Saved entries:
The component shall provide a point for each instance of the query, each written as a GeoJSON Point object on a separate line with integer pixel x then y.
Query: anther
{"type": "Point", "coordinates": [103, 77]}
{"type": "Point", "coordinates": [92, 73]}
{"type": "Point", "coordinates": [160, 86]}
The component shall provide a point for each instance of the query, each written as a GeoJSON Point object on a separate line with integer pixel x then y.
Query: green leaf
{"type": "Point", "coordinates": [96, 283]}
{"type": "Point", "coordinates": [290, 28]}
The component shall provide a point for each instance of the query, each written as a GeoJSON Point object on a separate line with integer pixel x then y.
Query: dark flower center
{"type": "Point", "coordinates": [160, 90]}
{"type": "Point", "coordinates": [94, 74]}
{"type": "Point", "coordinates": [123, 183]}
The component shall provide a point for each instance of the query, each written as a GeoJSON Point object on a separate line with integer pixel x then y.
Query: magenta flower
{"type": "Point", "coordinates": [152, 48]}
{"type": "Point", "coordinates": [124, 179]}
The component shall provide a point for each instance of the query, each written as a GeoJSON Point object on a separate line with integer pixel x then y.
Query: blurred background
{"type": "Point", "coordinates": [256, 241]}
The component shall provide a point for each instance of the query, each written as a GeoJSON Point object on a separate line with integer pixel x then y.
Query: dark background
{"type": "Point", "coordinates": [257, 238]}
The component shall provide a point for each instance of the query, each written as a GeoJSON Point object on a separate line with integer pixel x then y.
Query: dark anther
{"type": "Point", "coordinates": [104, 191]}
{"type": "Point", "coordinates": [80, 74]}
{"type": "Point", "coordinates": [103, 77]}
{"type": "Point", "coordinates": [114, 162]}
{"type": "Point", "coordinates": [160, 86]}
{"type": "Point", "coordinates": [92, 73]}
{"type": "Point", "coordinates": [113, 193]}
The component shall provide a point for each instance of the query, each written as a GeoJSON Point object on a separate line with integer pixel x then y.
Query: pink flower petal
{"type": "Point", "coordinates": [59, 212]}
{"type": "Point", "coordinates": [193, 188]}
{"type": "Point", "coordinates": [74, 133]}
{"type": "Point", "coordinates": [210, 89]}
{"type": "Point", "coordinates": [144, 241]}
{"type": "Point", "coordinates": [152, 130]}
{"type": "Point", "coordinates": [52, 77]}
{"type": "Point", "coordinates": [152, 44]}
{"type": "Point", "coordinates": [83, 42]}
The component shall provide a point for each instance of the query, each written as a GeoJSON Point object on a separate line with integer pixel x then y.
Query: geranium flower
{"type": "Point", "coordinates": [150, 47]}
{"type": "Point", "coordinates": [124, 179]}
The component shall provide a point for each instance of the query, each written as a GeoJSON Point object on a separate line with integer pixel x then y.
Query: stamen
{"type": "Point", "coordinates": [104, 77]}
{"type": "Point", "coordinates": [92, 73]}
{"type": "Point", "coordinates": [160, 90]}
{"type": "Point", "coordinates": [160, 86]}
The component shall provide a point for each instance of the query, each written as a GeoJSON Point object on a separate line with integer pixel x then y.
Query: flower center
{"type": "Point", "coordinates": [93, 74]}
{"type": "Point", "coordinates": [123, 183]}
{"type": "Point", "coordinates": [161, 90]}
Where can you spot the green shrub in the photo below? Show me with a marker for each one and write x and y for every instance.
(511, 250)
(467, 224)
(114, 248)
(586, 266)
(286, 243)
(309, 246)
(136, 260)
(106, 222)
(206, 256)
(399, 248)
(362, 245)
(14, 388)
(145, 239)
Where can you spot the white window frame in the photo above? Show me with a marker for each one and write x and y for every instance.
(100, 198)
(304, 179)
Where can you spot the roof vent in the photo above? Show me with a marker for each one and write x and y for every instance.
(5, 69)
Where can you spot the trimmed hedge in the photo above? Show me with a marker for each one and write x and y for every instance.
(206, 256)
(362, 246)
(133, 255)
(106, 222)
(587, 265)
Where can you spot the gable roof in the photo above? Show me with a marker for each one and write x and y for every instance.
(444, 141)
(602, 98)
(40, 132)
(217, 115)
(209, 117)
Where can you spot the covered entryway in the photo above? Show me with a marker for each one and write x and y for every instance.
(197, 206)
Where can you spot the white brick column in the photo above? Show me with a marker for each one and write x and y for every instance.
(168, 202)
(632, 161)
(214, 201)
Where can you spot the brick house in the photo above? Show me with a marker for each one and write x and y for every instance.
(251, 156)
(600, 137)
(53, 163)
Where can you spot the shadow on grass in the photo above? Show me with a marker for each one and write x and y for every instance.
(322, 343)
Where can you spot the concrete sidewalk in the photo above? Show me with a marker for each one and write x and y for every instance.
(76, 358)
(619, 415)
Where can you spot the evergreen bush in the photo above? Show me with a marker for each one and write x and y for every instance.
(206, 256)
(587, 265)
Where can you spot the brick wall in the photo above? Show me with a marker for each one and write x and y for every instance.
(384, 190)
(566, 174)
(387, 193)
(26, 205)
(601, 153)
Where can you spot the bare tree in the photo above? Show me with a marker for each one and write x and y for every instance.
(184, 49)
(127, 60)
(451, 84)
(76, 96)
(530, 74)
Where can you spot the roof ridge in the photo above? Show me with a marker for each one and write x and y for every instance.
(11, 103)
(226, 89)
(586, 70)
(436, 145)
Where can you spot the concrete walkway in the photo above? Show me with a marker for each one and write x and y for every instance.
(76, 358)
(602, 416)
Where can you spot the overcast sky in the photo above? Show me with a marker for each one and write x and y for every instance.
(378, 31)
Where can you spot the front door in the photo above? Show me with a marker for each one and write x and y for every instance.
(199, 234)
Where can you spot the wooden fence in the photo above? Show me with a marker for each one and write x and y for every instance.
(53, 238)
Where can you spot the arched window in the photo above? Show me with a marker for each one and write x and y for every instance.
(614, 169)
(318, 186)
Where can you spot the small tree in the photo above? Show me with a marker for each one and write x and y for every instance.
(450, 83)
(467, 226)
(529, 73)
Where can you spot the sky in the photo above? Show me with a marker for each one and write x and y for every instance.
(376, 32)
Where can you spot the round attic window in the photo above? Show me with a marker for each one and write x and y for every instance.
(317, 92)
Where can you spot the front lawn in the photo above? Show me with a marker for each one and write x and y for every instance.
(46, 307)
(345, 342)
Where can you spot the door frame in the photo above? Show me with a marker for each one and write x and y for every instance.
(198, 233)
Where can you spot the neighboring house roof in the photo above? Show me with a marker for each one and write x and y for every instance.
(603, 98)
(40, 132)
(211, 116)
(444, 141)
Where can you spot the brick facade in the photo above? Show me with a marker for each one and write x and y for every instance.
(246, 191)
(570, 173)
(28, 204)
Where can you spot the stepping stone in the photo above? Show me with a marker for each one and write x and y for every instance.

### Task goal
Return every line of the saved entries above, copied word for word.

### Written answer
The component shall provide a point for each instance of the query, each written as a GeoJSON Point object on a separate line with integer pixel x then y.
Query: anther
{"type": "Point", "coordinates": [103, 77]}
{"type": "Point", "coordinates": [92, 73]}
{"type": "Point", "coordinates": [160, 86]}
The component shall provide a point for each instance of the query, each written as a GeoJSON Point object on a separate line with integer pixel x then y.
Query: green leaf
{"type": "Point", "coordinates": [96, 283]}
{"type": "Point", "coordinates": [290, 28]}
The component shall provide a point for each instance of the query, each written as a GeoJSON Point object on a separate line with integer pixel x then y.
Query: dark flower center
{"type": "Point", "coordinates": [160, 90]}
{"type": "Point", "coordinates": [94, 74]}
{"type": "Point", "coordinates": [123, 183]}
The component shall provide a point for each instance of the query, each written as a GeoJSON Point object on a separate line with integer pixel x then y.
Query: magenta flower
{"type": "Point", "coordinates": [152, 48]}
{"type": "Point", "coordinates": [124, 179]}
The component shall provide a point for each instance of the query, each written as a GeoJSON Point object on a separate line with integer pixel x then y.
Query: blurred background
{"type": "Point", "coordinates": [256, 241]}
The component shall provide a point for each instance of the query, each written as a GeoJSON Point object on a separate line with integer pixel x then y.
Query: dark background
{"type": "Point", "coordinates": [257, 238]}
The component shall provide a point for each instance of the query, each written as a GeoJSON Point object on a separate line with integer pixel x then y.
Query: dark anther
{"type": "Point", "coordinates": [104, 191]}
{"type": "Point", "coordinates": [80, 74]}
{"type": "Point", "coordinates": [103, 77]}
{"type": "Point", "coordinates": [114, 162]}
{"type": "Point", "coordinates": [160, 86]}
{"type": "Point", "coordinates": [92, 73]}
{"type": "Point", "coordinates": [113, 193]}
The component shall provide a point for each instance of the query, each written as a GeoJSON Point object on a separate line with integer pixel x then y.
Query: pink flower petal
{"type": "Point", "coordinates": [59, 212]}
{"type": "Point", "coordinates": [193, 188]}
{"type": "Point", "coordinates": [74, 133]}
{"type": "Point", "coordinates": [210, 89]}
{"type": "Point", "coordinates": [144, 241]}
{"type": "Point", "coordinates": [152, 130]}
{"type": "Point", "coordinates": [52, 77]}
{"type": "Point", "coordinates": [152, 44]}
{"type": "Point", "coordinates": [83, 42]}
The component shall provide a point for each instance of the query, each written as a GeoJSON Point object on a separate line with integer pixel x then y.
Query: geranium flower
{"type": "Point", "coordinates": [150, 47]}
{"type": "Point", "coordinates": [124, 179]}
The component shall provide a point for each instance of the query, each written as a GeoJSON Point object on a separate line with integer pixel x then y.
Query: stamen
{"type": "Point", "coordinates": [104, 77]}
{"type": "Point", "coordinates": [92, 73]}
{"type": "Point", "coordinates": [160, 90]}
{"type": "Point", "coordinates": [160, 86]}
The component shall provide a point for each instance of the query, each written as a GeoJSON Point object on a separate line with integer pixel x then y.
Query: flower center
{"type": "Point", "coordinates": [93, 74]}
{"type": "Point", "coordinates": [123, 183]}
{"type": "Point", "coordinates": [161, 90]}
Where can you spot the green shrub in the photo below? Show me with a marker for each one and write x and y for every instance.
(511, 250)
(467, 224)
(114, 248)
(586, 266)
(286, 243)
(309, 246)
(136, 260)
(106, 222)
(206, 256)
(399, 248)
(362, 245)
(14, 388)
(145, 239)
Where can you spot the white window frame in the photo above? Show me with a marker for each one and write x and y for every instance.
(100, 198)
(304, 179)
Where can you spot the roof vent in the photo above? Show me with a marker for each one and write x and y for every instance.
(5, 69)
Where can you spot the trimmed hedge in the photo above? Show me with a marker for each one and write x and y for every instance.
(206, 256)
(362, 246)
(133, 255)
(106, 222)
(587, 265)
Where can you spot the gable roof in the photo above? Show me with a marker for each one and write x and y for every instance.
(444, 141)
(602, 98)
(40, 132)
(217, 115)
(209, 117)
Where can you spot the covered entryway in the photo above? Show me with a marker for each one and write x and y for every instance.
(197, 206)
Where can you spot the white brick column in the photo above? Show me with a marker for each one and write x and y for every instance.
(168, 202)
(632, 161)
(214, 201)
Where can you spot the brick house in the photo above? Show me with a marker for each one and write x and y for every instance.
(251, 156)
(600, 137)
(53, 163)
Where can you spot the shadow on grass in the photo above? Show me with a marker for each one and write x and y for every instance.
(322, 343)
Where can you spot the concrete sidewalk in the photo above? Show me with a marker for each one and write x and y for every instance.
(76, 358)
(619, 415)
Where can you spot the evergreen bush in the photo above? Show me with a marker for each one and write x and y for every instance.
(206, 256)
(587, 265)
Where can you spot the brick wall in the photo above? Show me with a marker for each one and write x and y for every instance.
(384, 190)
(566, 174)
(387, 193)
(26, 205)
(601, 153)
Where can you spot the bare tree in the photo above? Show me with a marker for each one and write x and y for every instance.
(184, 49)
(127, 60)
(451, 84)
(76, 96)
(530, 74)
Where can you spot the roof ridge in the photo above? Show me with a marker for each one and write x and y for every instance.
(11, 103)
(226, 89)
(586, 70)
(436, 145)
Where can you spot the concrete walkway in the photo above? Show me with a marker for each one and write x and y for every instance.
(76, 358)
(602, 416)
Where can you spot the overcast sky in the photo above? Show me with a marker for each one and write x and y for every instance.
(378, 31)
Where can you spot the front door in the photo above? Show me with a marker for each one and write x and y for every instance.
(199, 234)
Where can you spot the wooden fence in the photo above? Show me with a marker for each one and write x and y for every instance.
(53, 238)
Where can you spot the arched window in the photo above? Show me with a marker for each one and write x and y for every instance.
(614, 169)
(318, 186)
Where can you spot the small tree in the photo above? Show me with a marker for each one and write x and y for every instance.
(450, 83)
(467, 226)
(529, 73)
Where can you spot the sky in the photo above? Show me with a marker for each one and write x and y for every instance.
(376, 32)
Where can you spot the round attic window in the photo above? Show me with a marker for each one and write x and y for every instance.
(317, 92)
Where can you spot the front lawn in the photo above? Show me with a marker for each one and write x and y for every instance.
(46, 307)
(345, 342)
Where can you spot the door frame in the photo above? Show me with a marker for each one and write x and y for every instance.
(198, 233)
Where can you spot the neighboring house roof in the photo above? Show me with a marker for each one and write x and y for every instance.
(603, 98)
(40, 132)
(211, 116)
(444, 141)
Where can you spot the brick facade in the photo above? Show me with a marker for each one and write x and y for every instance.
(246, 191)
(570, 173)
(28, 204)
Where can you spot the stepping stone in the photo above? Show me with a marker for each one and write x and y for every instance.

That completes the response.